(Assignment): Quote word for word the part of the passage below on Jonathan's 2015 election concession, starting with "President Jonathan knew" and going on through "of the nation.".

(Supplied text):
-- Opening Marker --
Jonathan admitted this much and heavily indicted Jega in his book, My Transition Hours. In Chapter Eight of that book, he wrote: “I had every reason to contest the results, starting from educational qualification for elections and electoral malpractices. These were the facts in my hands…
“Apparently, there were many instances of irregularities. There were series of problems with card readers, resulting from widespread technical hitches leading to non-uniform application throughout the country…”
Today, what Jonathan feared the most has assumed a more vicious dimension. The post-election violence and bloodshed he, by his own calculation, helped Nigeria to escape, has morphed into a Buhari-era pogrom, kidnapping, ethno-religious killings, and general insecurity of a magnitude never before witnessed.
These were the intelligence at the disposal of Jonathan before, during and after the election. He knew the election was not credible. He knew that the use of card reader was strictly enforced by Jega in the South but waived in the North. But he overlooked these flaws because in his opinion, he did not want to plunge the nation into a spasm of violence. Good man!
However, the same Jonathan was comfortable conceding defeat to a man he knew has a predilection to violence and bloodiness. Something akin to pushing the nation out of the frying pan into the fire. Referencing President Muhammadu Buhari in the book, Jonathan wrote: “An eerie comment was made two years before by the then main opposition candidate, threatening that ‘if what happened in 2011 should again happen in 2015, by the grace of God, the dog and the baboon would all be soaked in blood.’”
President Jonathan knew all of this and lots more. He feared there would be bloodletting and violence if he did not allow the monstrous rigging and illegalities that attended the 2015 election to pass. But he ended up shoving Nigerians into the hands of Buhari with all his threats of blood and violence; the same Buhari whom the Boko Haram insurgents once nominated to negotiate on their behalf during the tenure of Jonathan; the same Buhari whose threat of dog and the baboon being soaked in blood is still haunting the psyche of the nation.
Vicariously, by conceding defeat to Buhari in a ruthlessly rigged election, Jonathan did not only bruise the fundamentals of democracy, especially the undeniable creed of free, fair, and credible election, he also contributed to the insecurity that now stalks the nation.
-- Closing Marker --
(Provided records):
-- Opening Marker --
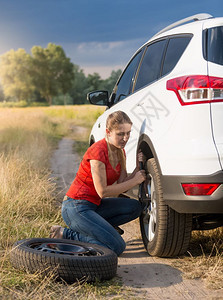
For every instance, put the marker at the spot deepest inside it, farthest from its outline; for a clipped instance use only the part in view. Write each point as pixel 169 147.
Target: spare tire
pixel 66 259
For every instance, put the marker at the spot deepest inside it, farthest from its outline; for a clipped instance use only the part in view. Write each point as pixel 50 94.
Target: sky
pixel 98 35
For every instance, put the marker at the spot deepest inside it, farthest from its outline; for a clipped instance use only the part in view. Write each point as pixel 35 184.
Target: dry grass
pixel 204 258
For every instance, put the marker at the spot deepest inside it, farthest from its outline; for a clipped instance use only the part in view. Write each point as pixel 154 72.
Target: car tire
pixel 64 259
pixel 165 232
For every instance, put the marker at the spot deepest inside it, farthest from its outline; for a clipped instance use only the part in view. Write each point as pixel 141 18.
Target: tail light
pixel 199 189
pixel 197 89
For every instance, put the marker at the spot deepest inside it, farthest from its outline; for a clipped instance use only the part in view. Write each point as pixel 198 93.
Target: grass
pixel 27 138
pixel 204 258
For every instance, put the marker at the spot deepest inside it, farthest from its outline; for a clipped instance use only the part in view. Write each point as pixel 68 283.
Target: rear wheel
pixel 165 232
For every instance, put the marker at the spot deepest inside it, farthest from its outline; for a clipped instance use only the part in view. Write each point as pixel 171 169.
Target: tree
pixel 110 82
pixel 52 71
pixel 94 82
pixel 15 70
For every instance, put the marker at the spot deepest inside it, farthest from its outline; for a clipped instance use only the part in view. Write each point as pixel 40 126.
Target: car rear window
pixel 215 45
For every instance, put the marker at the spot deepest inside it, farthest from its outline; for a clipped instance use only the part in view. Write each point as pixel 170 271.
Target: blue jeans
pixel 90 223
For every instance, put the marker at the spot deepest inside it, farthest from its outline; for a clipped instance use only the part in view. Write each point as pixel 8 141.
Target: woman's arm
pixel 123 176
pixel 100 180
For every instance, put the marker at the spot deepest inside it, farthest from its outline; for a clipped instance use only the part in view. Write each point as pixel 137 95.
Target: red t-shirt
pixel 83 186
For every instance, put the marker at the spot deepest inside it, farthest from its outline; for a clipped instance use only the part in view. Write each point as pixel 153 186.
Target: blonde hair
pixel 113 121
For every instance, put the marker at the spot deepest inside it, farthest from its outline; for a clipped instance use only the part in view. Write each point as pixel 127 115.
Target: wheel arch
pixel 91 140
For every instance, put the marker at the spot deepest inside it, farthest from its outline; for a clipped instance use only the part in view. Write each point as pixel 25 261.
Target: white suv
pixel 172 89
-- Closing Marker --
-- Opening Marker --
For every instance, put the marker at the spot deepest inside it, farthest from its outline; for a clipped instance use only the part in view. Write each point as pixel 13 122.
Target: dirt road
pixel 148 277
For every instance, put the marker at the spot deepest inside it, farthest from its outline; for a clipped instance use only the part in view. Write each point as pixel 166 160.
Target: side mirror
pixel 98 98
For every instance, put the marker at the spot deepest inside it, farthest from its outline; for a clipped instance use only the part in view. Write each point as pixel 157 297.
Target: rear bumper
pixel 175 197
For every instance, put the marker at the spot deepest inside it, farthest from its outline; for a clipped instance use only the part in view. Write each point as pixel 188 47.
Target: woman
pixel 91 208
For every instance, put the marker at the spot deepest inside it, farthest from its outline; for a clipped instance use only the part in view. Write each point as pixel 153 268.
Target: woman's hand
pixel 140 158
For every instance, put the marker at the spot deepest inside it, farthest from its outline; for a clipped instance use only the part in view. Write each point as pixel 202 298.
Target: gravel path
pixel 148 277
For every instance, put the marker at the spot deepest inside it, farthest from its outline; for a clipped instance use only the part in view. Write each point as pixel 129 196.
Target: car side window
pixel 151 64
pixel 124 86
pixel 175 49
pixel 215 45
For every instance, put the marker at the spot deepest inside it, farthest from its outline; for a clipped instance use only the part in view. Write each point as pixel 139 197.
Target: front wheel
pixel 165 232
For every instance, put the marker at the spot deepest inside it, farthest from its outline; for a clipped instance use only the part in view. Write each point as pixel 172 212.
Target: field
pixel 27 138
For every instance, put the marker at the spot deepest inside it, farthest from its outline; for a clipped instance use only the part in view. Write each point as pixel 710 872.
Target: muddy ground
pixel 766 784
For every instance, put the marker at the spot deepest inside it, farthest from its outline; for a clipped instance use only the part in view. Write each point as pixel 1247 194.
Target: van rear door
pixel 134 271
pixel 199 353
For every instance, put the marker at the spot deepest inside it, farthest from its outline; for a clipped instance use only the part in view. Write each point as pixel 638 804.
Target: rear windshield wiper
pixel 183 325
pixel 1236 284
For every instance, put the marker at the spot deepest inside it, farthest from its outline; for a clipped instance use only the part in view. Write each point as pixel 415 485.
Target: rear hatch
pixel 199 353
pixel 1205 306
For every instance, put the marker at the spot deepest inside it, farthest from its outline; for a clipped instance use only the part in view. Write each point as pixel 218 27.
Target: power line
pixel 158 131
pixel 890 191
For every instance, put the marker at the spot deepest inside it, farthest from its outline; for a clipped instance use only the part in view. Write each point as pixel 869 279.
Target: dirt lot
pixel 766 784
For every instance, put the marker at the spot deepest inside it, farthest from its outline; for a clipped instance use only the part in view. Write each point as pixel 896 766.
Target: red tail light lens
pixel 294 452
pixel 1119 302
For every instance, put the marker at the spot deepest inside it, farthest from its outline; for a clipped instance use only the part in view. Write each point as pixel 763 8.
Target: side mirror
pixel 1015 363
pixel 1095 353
-- Closing Marker --
(Problem solution):
President Jonathan knew all of this and lots more. He feared there would be bloodletting and violence if he did not allow the monstrous rigging and illegalities that attended the 2015 election to pass. But he ended up shoving Nigerians into the hands of Buhari with all his threats of blood and violence; the same Buhari whom the Boko Haram insurgents once nominated to negotiate on their behalf during the tenure of Jonathan; the same Buhari whose threat of dog and the baboon being soaked in blood is still haunting the psyche of the nation.